## Task requirements
Return each of the rows below word for word, with nothing changed, left out, or added.

## Supplied records

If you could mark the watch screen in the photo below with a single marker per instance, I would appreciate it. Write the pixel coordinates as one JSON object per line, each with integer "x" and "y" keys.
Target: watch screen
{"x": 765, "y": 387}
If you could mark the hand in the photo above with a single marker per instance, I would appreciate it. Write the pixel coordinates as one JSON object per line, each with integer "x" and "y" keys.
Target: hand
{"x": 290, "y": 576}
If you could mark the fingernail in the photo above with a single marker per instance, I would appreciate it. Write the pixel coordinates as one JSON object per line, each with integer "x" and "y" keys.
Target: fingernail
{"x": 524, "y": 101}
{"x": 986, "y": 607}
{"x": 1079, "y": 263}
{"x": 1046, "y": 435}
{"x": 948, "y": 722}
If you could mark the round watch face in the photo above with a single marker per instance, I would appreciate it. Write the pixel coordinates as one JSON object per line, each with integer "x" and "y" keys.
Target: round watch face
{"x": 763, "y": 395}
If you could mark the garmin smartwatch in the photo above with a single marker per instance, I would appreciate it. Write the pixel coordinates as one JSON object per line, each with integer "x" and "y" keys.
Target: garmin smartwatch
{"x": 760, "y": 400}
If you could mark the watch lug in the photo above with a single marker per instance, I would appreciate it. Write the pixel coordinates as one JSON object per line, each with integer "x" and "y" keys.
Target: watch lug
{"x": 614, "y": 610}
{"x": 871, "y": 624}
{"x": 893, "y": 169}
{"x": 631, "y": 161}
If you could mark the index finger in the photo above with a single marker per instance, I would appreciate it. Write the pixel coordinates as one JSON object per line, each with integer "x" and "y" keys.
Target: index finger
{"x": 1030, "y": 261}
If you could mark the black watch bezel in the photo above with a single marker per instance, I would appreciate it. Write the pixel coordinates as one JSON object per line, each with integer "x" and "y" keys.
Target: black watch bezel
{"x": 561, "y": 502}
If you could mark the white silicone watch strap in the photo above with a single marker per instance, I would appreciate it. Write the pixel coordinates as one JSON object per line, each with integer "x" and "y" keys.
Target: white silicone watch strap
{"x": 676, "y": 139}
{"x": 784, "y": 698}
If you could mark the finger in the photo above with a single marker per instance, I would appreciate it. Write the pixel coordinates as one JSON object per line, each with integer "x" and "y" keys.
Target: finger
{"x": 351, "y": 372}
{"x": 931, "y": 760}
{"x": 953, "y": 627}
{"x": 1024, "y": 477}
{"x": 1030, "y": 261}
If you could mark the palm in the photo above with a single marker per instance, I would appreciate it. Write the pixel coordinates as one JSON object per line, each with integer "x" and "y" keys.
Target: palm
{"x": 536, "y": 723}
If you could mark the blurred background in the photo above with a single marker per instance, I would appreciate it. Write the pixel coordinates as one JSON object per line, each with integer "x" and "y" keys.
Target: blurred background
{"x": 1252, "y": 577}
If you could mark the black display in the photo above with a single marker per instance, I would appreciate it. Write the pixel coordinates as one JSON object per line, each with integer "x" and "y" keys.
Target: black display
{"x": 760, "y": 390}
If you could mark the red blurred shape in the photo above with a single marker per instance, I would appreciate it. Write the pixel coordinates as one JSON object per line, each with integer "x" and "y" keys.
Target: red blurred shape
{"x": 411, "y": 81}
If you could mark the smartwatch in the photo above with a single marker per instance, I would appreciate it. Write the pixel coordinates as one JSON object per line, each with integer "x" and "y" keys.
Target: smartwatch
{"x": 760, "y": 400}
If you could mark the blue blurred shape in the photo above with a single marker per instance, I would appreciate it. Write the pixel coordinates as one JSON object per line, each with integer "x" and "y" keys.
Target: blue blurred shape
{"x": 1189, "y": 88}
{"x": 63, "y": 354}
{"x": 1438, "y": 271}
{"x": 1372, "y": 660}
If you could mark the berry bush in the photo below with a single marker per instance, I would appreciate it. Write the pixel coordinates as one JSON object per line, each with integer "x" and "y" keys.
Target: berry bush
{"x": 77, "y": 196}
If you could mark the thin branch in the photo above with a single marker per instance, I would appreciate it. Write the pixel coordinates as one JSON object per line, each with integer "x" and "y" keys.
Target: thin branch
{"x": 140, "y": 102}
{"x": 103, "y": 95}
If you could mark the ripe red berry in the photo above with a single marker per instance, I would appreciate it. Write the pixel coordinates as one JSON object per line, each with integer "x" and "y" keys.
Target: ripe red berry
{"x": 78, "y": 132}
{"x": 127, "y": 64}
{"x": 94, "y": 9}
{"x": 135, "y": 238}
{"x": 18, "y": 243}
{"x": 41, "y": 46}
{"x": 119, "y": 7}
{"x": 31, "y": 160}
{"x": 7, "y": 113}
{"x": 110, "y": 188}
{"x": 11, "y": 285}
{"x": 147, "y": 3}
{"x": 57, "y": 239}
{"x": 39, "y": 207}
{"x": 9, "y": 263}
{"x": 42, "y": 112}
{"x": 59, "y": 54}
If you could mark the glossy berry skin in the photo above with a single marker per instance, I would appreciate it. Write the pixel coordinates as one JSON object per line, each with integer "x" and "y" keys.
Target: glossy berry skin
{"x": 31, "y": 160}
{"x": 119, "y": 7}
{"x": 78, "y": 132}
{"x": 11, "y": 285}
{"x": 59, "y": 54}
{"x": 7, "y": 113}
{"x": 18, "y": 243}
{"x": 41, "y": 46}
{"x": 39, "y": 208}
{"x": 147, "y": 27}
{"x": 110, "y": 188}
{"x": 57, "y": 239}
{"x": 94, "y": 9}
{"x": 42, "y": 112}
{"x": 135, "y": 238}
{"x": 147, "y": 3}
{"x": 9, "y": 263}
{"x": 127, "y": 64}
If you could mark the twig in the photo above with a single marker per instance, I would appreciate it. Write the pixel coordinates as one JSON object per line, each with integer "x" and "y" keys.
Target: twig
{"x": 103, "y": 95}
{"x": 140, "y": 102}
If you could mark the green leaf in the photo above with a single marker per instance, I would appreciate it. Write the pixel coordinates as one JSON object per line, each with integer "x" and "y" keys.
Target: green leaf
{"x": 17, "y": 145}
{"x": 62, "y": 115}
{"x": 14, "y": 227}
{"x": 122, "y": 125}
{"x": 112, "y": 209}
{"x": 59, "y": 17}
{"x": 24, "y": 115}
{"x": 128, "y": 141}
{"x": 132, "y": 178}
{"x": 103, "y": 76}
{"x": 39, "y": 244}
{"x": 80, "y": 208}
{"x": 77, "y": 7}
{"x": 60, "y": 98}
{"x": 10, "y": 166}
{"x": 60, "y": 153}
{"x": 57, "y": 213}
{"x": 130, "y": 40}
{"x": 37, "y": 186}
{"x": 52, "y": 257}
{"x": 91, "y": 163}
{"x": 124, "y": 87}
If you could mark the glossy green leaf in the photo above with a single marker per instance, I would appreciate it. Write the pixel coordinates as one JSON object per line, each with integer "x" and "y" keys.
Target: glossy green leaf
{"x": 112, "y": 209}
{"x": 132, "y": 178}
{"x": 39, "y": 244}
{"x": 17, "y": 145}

## Task answer
If you could mark the watch screen in the photo below with a single marker per instance, I would appreciate it. Write the pixel coordinates as one JSON object per line, each with integer "x" and "y" keys.
Target: watch screen
{"x": 765, "y": 387}
If you could mark the hand in the photo above with a single marker per instance, I would appreciate it. Write the pixel coordinates as one JSON object per line, each with integer "x" and "y" keys.
Target: hand
{"x": 290, "y": 576}
If you could mark the fingernail in the photo above with a single marker per instance, I would appreciate it. Write the pixel coordinates as one JSON object per line, each with integer "x" and "y" keys.
Target: fingernail
{"x": 524, "y": 101}
{"x": 986, "y": 607}
{"x": 1079, "y": 263}
{"x": 1046, "y": 435}
{"x": 948, "y": 722}
If you could mark the round watch face in the photo above with a single marker per instance, I would appreciate it. Write the pixel coordinates as one JSON object per line, each with integer "x" and "y" keys.
Target: round watch face
{"x": 763, "y": 395}
If you could mark the garmin smartwatch in the photo above with a single marker per instance, I would appreciate it. Write the pixel coordinates as one JSON object per line, each with integer "x" and "y" keys.
Target: garmin smartwatch
{"x": 760, "y": 400}
If you could mark the watch lug in the photo above with a single marker per instance, I would appreciate it. Write the pixel coordinates as one JSON object per line, each with integer "x" and "y" keys.
Target: watch lug
{"x": 614, "y": 610}
{"x": 871, "y": 624}
{"x": 893, "y": 169}
{"x": 631, "y": 161}
If you could mark the index finger in the photo above with a single marker per instance, I would appreciate it. Write the pixel coordinates as one JSON object per line, each with integer "x" and "y" keys.
Target: index finger
{"x": 1030, "y": 261}
If you could mark the black watch bezel in the photo above with a single marker per instance, I would appreciate it. Write the pixel coordinates as one JSON object per line, each with integer "x" and "y" keys.
Target: black watch bezel
{"x": 561, "y": 502}
If you could mark the white silicone watch strap in the photo above with a single marker per instance, I would appreciate it. Write the pixel coordinates as one JSON object per line, each with integer "x" and "y" keys.
Target: white silicone watch strap
{"x": 676, "y": 139}
{"x": 784, "y": 698}
If you could mark the finger in the photo above with a single marker per instance, I would appreciate it. Write the pixel coordinates as one JSON object per line, each with integer "x" and "y" keys.
Target: finger
{"x": 351, "y": 372}
{"x": 931, "y": 760}
{"x": 953, "y": 627}
{"x": 1024, "y": 477}
{"x": 1030, "y": 261}
If you could mark the palm in the photo above with a single marker per instance, I would appreciate it. Write the pixel coordinates as one JSON object per line, each with integer "x" and "y" keys.
Target: palm
{"x": 536, "y": 723}
If you could mark the blurred background in the photo above with a single marker per instance, I would appreciate it. Write the pixel coordinates as one JSON object per line, each with integer "x" and "y" keys.
Target: blurred background
{"x": 1252, "y": 577}
If you could mark the black display in the photo above with a single marker per instance, I would appreciate it. Write the pixel coordinates as one JSON object per line, each with integer "x" and "y" keys.
Target: black display
{"x": 760, "y": 390}
If you could mark the red blurred shape in the photo above with a single marker per instance, I would appreciate it. Write the pixel coordinates as one JSON object per line, each with integer "x" and "y" keys.
Target: red blurred shape
{"x": 411, "y": 81}
If you could mark the smartwatch in the photo above with a single marker per instance, I would appreciate it. Write the pixel coordinates as one JSON object per line, each with integer "x" and "y" keys.
Target: smartwatch
{"x": 760, "y": 400}
If you could mark the blue blurred shape in the photo above with a single marker per instance, I would appreciate it. Write the pixel coordinates as one JSON object per line, each with integer "x" and "y" keys.
Target: blue blurred shape
{"x": 1189, "y": 88}
{"x": 63, "y": 354}
{"x": 1438, "y": 271}
{"x": 1372, "y": 660}
If you could mark the berry bush in the photo below with a single marker per instance, I would appreciate it. Write the pixel coordinates as one JSON object per line, each with integer "x" and "y" keys.
Target: berry bush
{"x": 77, "y": 196}
If you could mark the thin branch in the photo above with a single marker per instance, I would appreciate it. Write the pixel coordinates as one JSON object per line, each with integer "x" and "y" keys.
Target: thin branch
{"x": 140, "y": 102}
{"x": 103, "y": 95}
If you could mark the ripe red berry in the photo above with a single marker per instance, I would appreciate it. Write the pixel coordinates as one JSON object per line, each with integer "x" and "y" keys.
Target: ripe red berry
{"x": 78, "y": 132}
{"x": 127, "y": 64}
{"x": 94, "y": 9}
{"x": 135, "y": 238}
{"x": 18, "y": 243}
{"x": 41, "y": 46}
{"x": 119, "y": 7}
{"x": 31, "y": 160}
{"x": 7, "y": 113}
{"x": 110, "y": 188}
{"x": 11, "y": 285}
{"x": 147, "y": 3}
{"x": 57, "y": 239}
{"x": 39, "y": 207}
{"x": 9, "y": 263}
{"x": 42, "y": 112}
{"x": 59, "y": 54}
If you could mark the glossy berry skin in the photo above with a single marker per instance, I would appreciate it. Write the pixel coordinates as one JSON object per line, each with integer "x" and "y" keys.
Target: glossy berry skin
{"x": 31, "y": 160}
{"x": 119, "y": 7}
{"x": 78, "y": 132}
{"x": 11, "y": 285}
{"x": 59, "y": 54}
{"x": 7, "y": 113}
{"x": 18, "y": 243}
{"x": 41, "y": 46}
{"x": 39, "y": 208}
{"x": 147, "y": 27}
{"x": 110, "y": 188}
{"x": 57, "y": 239}
{"x": 94, "y": 9}
{"x": 42, "y": 112}
{"x": 135, "y": 238}
{"x": 147, "y": 3}
{"x": 9, "y": 263}
{"x": 127, "y": 64}
If you could mark the twig in the photo above with a single marker per instance, I would appreciate it. Write the pixel coordinates as one JSON object per line, each with integer "x" and "y" keys.
Target: twig
{"x": 103, "y": 95}
{"x": 140, "y": 102}
If you could mark the green leaf in the photo above with a single marker per instance, I would appreciate it. Write the pixel coordinates as one JSON object per line, each with integer "x" and "y" keys.
Target: green leaf
{"x": 17, "y": 145}
{"x": 62, "y": 115}
{"x": 14, "y": 227}
{"x": 122, "y": 125}
{"x": 112, "y": 209}
{"x": 59, "y": 17}
{"x": 24, "y": 115}
{"x": 128, "y": 141}
{"x": 132, "y": 178}
{"x": 103, "y": 76}
{"x": 39, "y": 244}
{"x": 80, "y": 208}
{"x": 77, "y": 7}
{"x": 60, "y": 98}
{"x": 10, "y": 166}
{"x": 60, "y": 153}
{"x": 57, "y": 213}
{"x": 130, "y": 40}
{"x": 37, "y": 186}
{"x": 52, "y": 257}
{"x": 91, "y": 163}
{"x": 124, "y": 87}
If you could mark the glossy green leaf in the photo above with a single marker per instance, I would appreciate it. Write the pixel coordinates as one JSON object per line, each with integer "x" and "y" keys.
Target: glossy green leaf
{"x": 112, "y": 209}
{"x": 132, "y": 178}
{"x": 39, "y": 244}
{"x": 17, "y": 145}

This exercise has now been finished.